(Collected data entries)
=== Section Start ===
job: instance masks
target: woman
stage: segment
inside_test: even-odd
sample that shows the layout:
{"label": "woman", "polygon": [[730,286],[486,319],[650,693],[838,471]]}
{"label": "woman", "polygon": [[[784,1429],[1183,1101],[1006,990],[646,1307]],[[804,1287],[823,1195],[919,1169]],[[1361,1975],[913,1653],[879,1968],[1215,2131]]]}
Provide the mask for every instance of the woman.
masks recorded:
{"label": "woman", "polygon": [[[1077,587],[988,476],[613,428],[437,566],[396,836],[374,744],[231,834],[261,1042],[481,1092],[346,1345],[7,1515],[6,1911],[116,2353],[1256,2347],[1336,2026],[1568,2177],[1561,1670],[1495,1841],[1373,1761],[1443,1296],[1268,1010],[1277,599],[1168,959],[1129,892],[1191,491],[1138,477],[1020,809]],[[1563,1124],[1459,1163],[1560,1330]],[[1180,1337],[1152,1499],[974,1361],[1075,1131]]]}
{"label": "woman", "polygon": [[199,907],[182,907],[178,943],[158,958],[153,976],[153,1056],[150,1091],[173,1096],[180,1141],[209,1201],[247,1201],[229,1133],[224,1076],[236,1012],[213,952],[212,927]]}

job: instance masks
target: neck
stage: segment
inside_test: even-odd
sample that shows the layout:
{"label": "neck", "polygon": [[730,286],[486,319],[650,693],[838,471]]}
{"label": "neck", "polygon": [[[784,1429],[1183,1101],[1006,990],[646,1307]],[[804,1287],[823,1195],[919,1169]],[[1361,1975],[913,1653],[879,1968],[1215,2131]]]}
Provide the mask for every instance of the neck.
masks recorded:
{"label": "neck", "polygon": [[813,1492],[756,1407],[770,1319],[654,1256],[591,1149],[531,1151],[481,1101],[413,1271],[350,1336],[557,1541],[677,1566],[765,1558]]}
=== Section End ===
Activity: Each entry must be reproduced exactly, with nothing added or dropped.

Expected output:
job: instance masks
target: woman
stage: segment
inside_test: even-odd
sample that shows the layout:
{"label": "woman", "polygon": [[730,286],[486,319],[650,693],[838,471]]}
{"label": "woman", "polygon": [[[784,1429],[1183,1101],[1006,990],[646,1307]],[[804,1287],[823,1195],[919,1169]],[[1361,1975],[913,1653],[879,1968],[1215,2131]]]}
Provide the mask for every instance of the woman.
masks recorded:
{"label": "woman", "polygon": [[[1077,587],[988,476],[613,428],[437,566],[396,836],[374,744],[231,834],[261,1042],[481,1092],[346,1345],[7,1515],[6,1911],[116,2353],[1256,2347],[1336,2026],[1568,2177],[1561,1670],[1495,1841],[1373,1761],[1443,1296],[1268,1010],[1277,599],[1168,959],[1129,892],[1191,491],[1138,477],[1020,809]],[[1563,1124],[1459,1163],[1560,1330]],[[1180,1337],[1152,1499],[974,1361],[1075,1131]]]}
{"label": "woman", "polygon": [[199,907],[182,907],[178,943],[158,958],[153,976],[153,1056],[150,1091],[173,1096],[180,1141],[209,1201],[247,1201],[229,1133],[224,1076],[236,1012],[213,952],[212,927]]}

job: instance masks
target: neck
stage: segment
inside_test: even-odd
sample that shows the layout:
{"label": "neck", "polygon": [[730,286],[486,319],[650,693],[838,471]]}
{"label": "neck", "polygon": [[[784,1429],[1183,1101],[1006,990],[646,1307]],[[804,1287],[823,1195],[919,1169]],[[1361,1975],[913,1653],[879,1968],[1215,2131]]]}
Provide the mask for every instance of the neck.
masks recorded:
{"label": "neck", "polygon": [[813,1492],[756,1407],[770,1319],[654,1256],[591,1149],[531,1151],[481,1101],[413,1271],[350,1336],[557,1541],[677,1566],[765,1558]]}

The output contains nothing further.